(Saved entries)
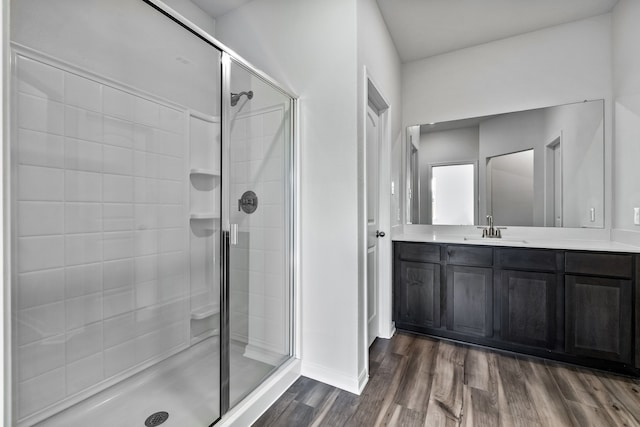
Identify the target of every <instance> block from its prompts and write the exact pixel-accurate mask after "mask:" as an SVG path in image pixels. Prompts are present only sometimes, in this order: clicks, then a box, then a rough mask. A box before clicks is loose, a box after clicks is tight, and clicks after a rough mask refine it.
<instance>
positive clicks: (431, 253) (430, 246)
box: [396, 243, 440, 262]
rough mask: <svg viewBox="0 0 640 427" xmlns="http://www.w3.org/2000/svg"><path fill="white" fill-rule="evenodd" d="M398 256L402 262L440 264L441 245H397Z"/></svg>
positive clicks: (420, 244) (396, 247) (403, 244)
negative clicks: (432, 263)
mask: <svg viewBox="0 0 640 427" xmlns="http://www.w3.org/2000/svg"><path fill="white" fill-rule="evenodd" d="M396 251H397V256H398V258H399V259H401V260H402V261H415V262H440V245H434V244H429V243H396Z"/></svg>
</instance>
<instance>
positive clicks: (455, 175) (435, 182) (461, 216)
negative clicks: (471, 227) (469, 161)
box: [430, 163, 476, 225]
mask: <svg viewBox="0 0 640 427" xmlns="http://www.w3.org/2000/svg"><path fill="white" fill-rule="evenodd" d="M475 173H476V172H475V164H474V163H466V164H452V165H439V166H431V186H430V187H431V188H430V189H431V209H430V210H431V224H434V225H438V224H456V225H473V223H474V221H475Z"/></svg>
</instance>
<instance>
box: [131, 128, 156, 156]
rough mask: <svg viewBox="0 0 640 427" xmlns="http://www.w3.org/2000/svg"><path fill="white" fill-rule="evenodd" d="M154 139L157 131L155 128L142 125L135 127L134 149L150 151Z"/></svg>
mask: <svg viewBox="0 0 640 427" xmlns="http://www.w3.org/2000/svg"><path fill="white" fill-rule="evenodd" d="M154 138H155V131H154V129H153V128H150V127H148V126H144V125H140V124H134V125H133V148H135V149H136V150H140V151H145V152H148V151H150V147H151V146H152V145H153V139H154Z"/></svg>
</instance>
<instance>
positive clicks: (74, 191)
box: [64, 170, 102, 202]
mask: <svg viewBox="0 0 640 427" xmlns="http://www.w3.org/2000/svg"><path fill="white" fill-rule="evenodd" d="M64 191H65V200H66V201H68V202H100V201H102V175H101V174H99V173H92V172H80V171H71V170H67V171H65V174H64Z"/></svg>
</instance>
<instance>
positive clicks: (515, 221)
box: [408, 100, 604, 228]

--

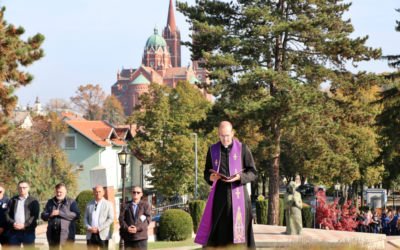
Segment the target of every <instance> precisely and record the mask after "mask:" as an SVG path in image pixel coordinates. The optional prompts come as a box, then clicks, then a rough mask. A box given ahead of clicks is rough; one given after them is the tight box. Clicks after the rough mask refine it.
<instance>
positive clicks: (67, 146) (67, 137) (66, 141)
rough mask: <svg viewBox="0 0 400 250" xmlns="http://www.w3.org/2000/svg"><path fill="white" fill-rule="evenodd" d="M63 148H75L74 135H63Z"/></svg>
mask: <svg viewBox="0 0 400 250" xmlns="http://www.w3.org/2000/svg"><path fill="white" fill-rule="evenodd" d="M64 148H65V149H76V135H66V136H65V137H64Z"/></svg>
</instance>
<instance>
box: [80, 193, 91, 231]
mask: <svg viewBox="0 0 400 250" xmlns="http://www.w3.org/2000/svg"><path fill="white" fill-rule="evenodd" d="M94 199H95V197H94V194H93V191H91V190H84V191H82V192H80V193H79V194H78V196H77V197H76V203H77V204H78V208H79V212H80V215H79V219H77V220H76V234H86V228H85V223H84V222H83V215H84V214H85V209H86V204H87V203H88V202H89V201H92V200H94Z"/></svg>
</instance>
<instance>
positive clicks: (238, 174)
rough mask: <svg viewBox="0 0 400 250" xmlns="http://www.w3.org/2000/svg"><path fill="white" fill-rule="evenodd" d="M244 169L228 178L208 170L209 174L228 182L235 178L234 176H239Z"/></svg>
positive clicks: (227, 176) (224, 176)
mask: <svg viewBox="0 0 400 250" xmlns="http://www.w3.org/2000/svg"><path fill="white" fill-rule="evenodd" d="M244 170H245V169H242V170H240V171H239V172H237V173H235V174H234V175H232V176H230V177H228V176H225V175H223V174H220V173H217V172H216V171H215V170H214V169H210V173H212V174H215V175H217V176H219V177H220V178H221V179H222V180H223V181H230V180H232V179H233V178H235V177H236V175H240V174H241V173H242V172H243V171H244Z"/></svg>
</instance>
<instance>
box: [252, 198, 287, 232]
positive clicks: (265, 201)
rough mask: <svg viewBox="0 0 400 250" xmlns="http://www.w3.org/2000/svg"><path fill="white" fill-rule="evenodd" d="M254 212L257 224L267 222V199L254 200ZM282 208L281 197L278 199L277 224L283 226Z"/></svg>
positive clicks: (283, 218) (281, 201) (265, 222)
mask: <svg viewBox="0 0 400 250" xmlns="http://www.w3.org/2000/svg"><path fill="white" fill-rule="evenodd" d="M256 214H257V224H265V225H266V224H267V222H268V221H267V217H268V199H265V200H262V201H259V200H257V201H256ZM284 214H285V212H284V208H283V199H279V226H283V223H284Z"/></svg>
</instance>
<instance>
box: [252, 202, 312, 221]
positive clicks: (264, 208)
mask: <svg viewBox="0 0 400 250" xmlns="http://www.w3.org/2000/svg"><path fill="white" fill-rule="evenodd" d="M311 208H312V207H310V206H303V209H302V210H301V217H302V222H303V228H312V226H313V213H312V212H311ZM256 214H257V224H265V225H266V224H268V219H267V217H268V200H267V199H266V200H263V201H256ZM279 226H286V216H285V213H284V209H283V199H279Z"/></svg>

...

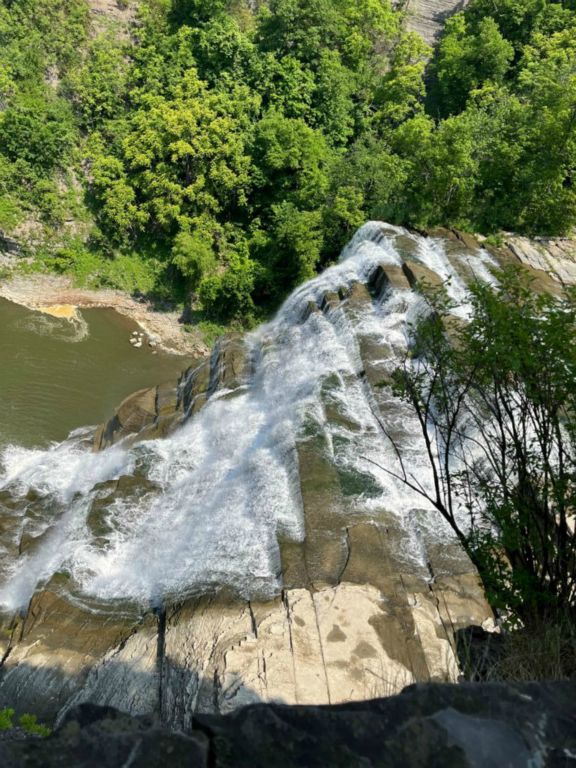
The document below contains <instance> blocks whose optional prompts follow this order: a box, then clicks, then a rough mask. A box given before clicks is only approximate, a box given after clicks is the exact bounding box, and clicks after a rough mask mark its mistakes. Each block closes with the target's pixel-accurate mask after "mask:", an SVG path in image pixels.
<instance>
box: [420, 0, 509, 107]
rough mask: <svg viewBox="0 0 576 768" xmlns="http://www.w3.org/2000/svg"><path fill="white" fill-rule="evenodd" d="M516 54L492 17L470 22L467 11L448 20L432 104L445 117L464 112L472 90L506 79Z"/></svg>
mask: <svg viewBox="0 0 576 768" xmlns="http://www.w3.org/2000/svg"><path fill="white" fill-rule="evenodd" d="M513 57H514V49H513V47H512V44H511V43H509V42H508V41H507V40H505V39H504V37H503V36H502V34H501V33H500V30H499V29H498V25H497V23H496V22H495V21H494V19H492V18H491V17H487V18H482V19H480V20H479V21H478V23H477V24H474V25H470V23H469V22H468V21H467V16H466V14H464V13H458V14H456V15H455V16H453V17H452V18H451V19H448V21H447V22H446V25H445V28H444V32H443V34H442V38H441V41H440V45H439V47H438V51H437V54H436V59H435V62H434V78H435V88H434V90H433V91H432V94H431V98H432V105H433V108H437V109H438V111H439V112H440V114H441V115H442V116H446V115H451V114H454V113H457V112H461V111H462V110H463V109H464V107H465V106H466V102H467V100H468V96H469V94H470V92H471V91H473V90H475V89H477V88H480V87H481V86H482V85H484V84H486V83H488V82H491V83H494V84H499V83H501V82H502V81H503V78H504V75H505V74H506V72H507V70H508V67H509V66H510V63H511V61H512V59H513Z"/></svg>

* **Task to complete**
Your reply is to repeat, unchanged, the lines above running from the one with "Identify the target" up to and including the one with "negative clicks: (471, 227) (469, 161)".

* **Task solution**
Identify the target of every <instance> block from its prompts and write the exact pixel-accurate mask after "mask:" as an SVG path in image pixels. Prompts are present only sometimes, in this order: clicks, then a box, then a rough mask. A box before clicks is loose, a box after clicks is tight, and clicks after a rough mask refine it.
<instance>
positive clicks: (431, 253) (430, 246)
box: [396, 243, 440, 262]
rough mask: <svg viewBox="0 0 640 427" xmlns="http://www.w3.org/2000/svg"><path fill="white" fill-rule="evenodd" d="M398 256L402 262L440 264L441 245H397Z"/></svg>
positive clicks: (420, 244) (396, 247) (403, 244)
negative clicks: (432, 263)
mask: <svg viewBox="0 0 640 427" xmlns="http://www.w3.org/2000/svg"><path fill="white" fill-rule="evenodd" d="M396 251H397V256H398V258H399V259H401V260H402V261H415V262H440V245H434V244H429V243H396Z"/></svg>
</instance>
<instance>
positive clicks: (455, 175) (435, 182) (461, 216)
negative clicks: (471, 227) (469, 161)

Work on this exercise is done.